Records
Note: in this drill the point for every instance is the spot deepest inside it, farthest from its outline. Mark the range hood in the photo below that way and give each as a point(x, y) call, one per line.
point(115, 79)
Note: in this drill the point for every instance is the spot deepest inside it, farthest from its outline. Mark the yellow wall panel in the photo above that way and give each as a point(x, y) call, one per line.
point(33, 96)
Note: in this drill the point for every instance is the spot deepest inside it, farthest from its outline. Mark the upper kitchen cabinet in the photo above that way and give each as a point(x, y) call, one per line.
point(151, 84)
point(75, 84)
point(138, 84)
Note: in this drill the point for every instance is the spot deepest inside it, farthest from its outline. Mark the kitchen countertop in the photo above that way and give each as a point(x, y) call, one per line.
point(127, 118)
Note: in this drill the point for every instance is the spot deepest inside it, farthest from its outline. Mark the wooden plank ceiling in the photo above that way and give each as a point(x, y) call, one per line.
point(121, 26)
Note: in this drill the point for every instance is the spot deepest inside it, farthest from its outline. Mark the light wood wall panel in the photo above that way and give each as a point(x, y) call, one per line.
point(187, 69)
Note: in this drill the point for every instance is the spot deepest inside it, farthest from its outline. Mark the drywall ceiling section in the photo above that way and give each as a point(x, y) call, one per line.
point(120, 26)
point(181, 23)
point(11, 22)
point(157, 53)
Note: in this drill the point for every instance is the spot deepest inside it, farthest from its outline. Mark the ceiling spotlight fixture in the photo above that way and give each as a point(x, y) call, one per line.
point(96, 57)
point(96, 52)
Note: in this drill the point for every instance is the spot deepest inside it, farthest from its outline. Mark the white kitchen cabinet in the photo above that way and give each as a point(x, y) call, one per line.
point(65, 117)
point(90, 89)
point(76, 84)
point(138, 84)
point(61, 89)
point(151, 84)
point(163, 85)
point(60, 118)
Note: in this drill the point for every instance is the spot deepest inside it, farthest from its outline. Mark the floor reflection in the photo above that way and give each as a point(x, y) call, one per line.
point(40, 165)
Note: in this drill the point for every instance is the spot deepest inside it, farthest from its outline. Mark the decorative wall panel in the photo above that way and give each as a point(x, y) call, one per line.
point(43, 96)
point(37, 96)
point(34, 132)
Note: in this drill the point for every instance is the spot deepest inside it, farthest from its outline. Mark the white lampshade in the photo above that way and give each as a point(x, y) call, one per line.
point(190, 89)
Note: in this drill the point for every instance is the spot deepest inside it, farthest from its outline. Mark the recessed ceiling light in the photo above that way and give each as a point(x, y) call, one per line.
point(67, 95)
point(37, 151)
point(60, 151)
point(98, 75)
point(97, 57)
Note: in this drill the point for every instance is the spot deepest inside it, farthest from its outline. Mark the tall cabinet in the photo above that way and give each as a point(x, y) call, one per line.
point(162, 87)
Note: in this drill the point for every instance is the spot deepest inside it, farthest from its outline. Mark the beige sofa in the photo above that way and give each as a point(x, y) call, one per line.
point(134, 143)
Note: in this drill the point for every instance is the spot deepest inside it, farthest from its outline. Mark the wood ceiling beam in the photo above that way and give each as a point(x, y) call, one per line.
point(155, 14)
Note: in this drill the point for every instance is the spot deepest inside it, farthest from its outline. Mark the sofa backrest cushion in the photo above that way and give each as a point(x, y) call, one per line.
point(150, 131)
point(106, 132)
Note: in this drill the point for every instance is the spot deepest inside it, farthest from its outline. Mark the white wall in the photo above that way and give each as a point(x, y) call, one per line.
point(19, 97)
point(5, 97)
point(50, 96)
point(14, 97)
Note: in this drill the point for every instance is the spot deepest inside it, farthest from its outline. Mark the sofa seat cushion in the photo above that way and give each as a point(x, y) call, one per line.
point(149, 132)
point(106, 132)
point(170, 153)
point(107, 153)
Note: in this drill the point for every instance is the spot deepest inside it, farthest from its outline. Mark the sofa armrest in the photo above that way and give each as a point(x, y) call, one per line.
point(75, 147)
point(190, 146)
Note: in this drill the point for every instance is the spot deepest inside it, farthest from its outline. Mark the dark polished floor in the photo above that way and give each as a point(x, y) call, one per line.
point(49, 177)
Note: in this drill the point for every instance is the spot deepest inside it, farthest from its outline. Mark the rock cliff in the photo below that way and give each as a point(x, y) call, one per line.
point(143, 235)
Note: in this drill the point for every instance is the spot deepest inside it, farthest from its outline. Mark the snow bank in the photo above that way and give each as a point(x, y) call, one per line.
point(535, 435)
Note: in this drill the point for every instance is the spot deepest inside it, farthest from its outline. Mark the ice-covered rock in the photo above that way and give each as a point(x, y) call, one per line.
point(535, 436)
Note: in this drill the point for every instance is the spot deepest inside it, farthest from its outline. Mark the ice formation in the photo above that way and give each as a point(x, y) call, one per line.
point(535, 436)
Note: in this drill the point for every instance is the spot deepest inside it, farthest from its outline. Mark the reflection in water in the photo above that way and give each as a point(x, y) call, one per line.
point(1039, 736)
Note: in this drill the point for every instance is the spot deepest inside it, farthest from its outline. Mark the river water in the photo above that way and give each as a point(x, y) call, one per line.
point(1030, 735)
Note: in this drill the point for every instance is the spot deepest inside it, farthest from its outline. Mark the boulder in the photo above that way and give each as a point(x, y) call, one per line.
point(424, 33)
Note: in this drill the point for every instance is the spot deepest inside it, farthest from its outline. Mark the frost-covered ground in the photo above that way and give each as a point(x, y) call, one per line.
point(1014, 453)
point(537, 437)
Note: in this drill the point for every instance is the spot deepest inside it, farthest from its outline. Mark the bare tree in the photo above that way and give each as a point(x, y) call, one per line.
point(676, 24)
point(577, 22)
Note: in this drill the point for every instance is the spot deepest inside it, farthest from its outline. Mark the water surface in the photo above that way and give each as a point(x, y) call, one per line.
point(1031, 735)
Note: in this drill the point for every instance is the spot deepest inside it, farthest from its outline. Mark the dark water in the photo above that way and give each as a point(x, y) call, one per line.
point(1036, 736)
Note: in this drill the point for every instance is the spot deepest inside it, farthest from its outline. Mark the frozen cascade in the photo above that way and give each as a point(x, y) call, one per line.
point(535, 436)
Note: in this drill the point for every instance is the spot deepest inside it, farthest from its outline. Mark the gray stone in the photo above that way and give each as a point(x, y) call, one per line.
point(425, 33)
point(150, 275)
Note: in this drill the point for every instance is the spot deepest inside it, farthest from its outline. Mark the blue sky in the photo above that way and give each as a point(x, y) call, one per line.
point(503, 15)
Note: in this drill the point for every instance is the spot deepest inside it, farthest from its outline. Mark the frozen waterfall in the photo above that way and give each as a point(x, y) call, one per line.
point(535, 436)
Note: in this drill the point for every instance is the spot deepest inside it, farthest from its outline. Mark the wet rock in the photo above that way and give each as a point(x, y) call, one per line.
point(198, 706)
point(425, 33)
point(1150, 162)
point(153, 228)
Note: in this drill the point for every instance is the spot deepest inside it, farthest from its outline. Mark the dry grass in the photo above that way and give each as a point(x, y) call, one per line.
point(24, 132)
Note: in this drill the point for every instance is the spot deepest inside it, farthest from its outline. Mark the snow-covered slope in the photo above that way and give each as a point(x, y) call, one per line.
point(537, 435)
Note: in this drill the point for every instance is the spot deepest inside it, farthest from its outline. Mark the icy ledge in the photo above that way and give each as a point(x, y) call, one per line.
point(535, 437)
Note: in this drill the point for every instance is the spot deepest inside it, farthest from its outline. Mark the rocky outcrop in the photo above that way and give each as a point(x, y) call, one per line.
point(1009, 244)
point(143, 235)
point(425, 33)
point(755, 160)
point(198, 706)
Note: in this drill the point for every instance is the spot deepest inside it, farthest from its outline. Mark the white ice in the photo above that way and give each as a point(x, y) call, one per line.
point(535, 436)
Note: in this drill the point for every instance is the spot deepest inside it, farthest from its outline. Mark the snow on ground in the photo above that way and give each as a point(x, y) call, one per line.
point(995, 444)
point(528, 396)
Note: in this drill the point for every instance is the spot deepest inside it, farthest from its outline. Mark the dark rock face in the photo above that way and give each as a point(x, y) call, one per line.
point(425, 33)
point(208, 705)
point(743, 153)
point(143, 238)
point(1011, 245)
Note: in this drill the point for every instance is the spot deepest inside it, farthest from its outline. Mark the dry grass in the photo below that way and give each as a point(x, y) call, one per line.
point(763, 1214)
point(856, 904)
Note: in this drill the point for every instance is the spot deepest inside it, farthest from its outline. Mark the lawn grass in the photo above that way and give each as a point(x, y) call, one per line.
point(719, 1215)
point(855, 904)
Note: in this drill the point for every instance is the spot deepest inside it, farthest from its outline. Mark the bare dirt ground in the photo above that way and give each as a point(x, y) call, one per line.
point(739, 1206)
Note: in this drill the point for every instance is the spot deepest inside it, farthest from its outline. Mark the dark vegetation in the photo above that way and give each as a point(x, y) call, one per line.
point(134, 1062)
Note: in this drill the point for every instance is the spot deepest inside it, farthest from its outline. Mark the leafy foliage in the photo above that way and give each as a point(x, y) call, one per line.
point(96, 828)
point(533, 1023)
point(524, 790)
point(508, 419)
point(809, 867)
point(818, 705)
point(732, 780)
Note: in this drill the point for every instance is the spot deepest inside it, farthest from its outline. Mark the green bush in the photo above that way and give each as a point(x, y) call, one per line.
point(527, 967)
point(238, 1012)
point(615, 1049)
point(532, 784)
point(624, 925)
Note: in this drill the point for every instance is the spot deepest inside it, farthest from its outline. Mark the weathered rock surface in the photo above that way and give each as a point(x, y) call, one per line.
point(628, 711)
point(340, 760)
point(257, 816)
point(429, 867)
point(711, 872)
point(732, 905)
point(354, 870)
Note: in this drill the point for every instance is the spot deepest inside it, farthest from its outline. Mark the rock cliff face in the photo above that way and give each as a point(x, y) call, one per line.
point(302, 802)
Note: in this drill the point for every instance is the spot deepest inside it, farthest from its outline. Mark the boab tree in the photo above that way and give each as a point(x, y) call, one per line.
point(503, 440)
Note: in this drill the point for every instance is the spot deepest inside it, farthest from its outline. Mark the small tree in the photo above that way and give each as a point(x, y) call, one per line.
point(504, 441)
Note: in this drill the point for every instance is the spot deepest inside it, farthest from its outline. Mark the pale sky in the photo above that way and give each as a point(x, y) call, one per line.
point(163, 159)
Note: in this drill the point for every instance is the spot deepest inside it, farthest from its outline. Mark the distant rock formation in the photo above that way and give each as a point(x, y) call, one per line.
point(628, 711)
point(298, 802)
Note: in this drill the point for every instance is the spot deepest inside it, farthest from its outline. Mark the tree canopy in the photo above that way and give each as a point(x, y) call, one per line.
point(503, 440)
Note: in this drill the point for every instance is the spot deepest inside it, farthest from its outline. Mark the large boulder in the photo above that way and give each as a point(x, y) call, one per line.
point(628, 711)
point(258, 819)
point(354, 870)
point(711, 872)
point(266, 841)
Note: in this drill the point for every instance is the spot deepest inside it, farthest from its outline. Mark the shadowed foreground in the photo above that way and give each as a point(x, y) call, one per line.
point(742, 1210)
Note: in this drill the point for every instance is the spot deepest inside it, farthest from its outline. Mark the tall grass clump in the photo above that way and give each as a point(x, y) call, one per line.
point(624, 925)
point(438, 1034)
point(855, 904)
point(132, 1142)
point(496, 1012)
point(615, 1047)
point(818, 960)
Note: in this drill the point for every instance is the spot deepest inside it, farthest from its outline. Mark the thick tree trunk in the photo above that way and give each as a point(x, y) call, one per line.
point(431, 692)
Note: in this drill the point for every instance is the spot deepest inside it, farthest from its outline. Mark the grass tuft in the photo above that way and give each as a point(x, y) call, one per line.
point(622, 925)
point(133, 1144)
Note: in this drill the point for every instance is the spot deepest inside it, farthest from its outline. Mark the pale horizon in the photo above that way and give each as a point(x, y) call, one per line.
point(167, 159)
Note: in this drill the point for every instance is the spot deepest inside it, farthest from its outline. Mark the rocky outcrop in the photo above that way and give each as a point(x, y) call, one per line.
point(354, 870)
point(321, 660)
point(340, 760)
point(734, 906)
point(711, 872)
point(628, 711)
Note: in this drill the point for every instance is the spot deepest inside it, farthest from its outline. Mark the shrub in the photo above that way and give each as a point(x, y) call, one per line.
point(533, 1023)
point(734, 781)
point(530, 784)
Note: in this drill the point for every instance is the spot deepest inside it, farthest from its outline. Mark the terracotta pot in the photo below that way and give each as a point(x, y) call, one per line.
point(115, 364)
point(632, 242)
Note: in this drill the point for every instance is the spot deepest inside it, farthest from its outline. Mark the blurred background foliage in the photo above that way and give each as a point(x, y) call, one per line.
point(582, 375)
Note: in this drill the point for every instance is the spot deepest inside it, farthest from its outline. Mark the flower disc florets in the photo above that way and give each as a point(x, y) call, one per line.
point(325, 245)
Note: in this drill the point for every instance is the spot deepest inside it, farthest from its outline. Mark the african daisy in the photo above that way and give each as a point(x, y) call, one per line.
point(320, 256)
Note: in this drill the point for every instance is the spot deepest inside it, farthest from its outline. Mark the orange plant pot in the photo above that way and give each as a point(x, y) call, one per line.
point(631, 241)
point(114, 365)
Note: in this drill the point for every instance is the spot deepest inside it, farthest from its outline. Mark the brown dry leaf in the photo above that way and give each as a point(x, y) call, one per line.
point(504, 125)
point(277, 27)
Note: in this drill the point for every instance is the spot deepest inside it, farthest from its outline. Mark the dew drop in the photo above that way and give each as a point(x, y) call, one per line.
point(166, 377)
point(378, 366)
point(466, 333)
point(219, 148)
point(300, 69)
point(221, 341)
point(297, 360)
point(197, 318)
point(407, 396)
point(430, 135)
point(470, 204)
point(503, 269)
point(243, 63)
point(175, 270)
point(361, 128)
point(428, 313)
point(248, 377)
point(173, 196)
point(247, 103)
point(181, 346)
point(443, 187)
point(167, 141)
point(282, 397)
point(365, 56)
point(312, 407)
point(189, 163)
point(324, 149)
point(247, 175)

### TASK TO CARRY OUT
Write out again the lines of the data above, beginning at the line that contains "the sofa seat" and stopping after the line that contains "point(190, 146)".

### PROBLEM SOLUTION
Note: in this drill the point for every instance is the spot deepest inside it, farthest from its outline. Mark the sofa seat cushion in the photo above that way and give each as a point(x, y) call, one per line.
point(149, 132)
point(106, 132)
point(170, 153)
point(107, 153)
Note: in this drill the point for every instance is the spot deepest inside it, farthest from its outline. Mark the sofa armrest in the photo above that way and give each as a point(x, y) call, one per line.
point(75, 147)
point(190, 146)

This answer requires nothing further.